## [To be done]
Exactly reproduce the lines that follow.

[start Data lines]

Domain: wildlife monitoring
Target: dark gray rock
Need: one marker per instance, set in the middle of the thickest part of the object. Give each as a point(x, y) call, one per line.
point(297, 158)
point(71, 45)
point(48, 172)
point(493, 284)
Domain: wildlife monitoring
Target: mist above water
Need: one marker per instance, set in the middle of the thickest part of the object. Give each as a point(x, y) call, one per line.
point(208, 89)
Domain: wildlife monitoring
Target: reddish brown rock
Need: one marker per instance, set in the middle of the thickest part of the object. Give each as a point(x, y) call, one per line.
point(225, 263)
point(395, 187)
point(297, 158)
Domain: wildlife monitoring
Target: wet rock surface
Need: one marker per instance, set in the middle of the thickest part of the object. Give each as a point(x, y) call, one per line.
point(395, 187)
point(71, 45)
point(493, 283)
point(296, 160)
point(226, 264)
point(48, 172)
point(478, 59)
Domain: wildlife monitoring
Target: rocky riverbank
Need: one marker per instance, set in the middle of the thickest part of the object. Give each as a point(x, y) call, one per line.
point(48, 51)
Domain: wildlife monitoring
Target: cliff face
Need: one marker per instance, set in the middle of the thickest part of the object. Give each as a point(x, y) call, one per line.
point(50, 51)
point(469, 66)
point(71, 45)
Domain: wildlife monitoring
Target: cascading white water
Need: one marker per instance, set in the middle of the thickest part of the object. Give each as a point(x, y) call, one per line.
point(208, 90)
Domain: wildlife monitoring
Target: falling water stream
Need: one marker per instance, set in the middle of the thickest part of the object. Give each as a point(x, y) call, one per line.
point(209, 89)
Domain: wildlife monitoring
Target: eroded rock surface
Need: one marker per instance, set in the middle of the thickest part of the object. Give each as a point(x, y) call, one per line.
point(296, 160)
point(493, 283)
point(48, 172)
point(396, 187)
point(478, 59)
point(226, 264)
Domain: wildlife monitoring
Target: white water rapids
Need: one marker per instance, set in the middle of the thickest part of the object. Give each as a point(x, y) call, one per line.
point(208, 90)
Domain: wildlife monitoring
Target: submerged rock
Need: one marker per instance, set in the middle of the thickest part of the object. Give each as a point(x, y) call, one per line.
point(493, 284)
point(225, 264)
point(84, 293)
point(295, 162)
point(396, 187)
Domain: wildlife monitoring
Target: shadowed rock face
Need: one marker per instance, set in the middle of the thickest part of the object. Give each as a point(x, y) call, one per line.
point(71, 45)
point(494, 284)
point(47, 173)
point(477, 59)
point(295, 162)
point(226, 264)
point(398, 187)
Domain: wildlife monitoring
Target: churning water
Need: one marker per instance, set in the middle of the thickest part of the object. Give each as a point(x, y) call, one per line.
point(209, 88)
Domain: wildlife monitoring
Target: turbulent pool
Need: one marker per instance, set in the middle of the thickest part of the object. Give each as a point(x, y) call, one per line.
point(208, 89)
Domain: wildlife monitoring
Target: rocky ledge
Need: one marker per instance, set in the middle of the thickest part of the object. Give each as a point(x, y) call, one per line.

[end Data lines]

## [Solution]
Domain: wildlife monitoring
Target: dark gray rock
Need: one marker per instance, set in the middle of the thickest part of the object. Give each as a point(x, y) call, one per line.
point(297, 158)
point(71, 45)
point(48, 172)
point(493, 284)
Domain: wildlife monitoring
Target: mist above water
Need: one marker per instance, set in the middle of the thickest part of the object. Give each as a point(x, y) call, one per line.
point(208, 89)
Domain: wildlife monitoring
Target: reddish brown rock
Need: one marker per instance, set in the middle of the thickest part of the object. Give each as a point(x, y) call, one per line.
point(225, 263)
point(395, 187)
point(297, 158)
Domain: wildlife monitoring
Target: wet rock surface
Need: one marker per instance, set in the middle of the thickest part of the object. Give each as a point(x, y) call, one per line.
point(395, 187)
point(71, 45)
point(493, 283)
point(296, 160)
point(226, 264)
point(48, 172)
point(478, 59)
Domain: wildlife monitoring
Target: rocky riverbank
Need: one marker per instance, set in the middle of the thickest part of the object. Give each as a point(x, y) call, one per line.
point(48, 51)
Domain: wildlife monitoring
Target: cliff face
Need: one marker per instance, set in the middle of the thickest part of the object. Give each as a point(x, y) call, one per line.
point(50, 51)
point(469, 66)
point(71, 45)
Domain: wildlife monitoring
Target: cascading white water
Need: one marker per instance, set in the middle of the thickest part of the object. Give each as a point(x, y) call, one per line.
point(208, 90)
Domain: wildlife monitoring
Target: falling water stream
Need: one marker per instance, set in the middle of the thickest part of the object. Give each as a point(x, y) call, one per line.
point(209, 89)
Domain: wildlife monitoring
Target: eroded rock surface
Need: one marker per instance, set in the middle of the thickest part of the object. Give each as a point(x, y) call, one per line.
point(296, 160)
point(493, 283)
point(48, 172)
point(396, 187)
point(478, 59)
point(226, 264)
Domain: wildlife monitoring
Target: white water rapids
Need: one marker per instance, set in the middle of the thickest part of the object. Give each as a point(x, y) call, one per line.
point(208, 90)
Domain: wildlife monitoring
Target: submerged rock
Need: one marker per instance, set in the middle of the thickest part of the object. Give each as a point(x, y) call, one per line.
point(493, 284)
point(225, 264)
point(84, 293)
point(295, 162)
point(396, 187)
Domain: wildlife monitoring
Target: shadowed rock face
Need: one marker per instance, set in the middle of the thickest part of the object. Give each as a point(x, y) call, one per line.
point(71, 45)
point(494, 284)
point(47, 173)
point(477, 59)
point(295, 162)
point(226, 264)
point(398, 187)
Domain: wildlife monitoring
Target: churning water
Need: one marker per instance, set in the middle of the thickest part of the object. Give each as a point(x, y) call, one per line.
point(209, 88)
Domain: wildlife monitoring
Target: turbulent pool
Need: one marker per instance, set in the middle of the thickest part of the object. Give each as a point(x, y) call, one per line.
point(208, 89)
Domain: wildlife monitoring
Target: rocky ledge
Need: one marker per instance, set in the middle of the thickest part of the object. Give each as a point(x, y) call, one per line.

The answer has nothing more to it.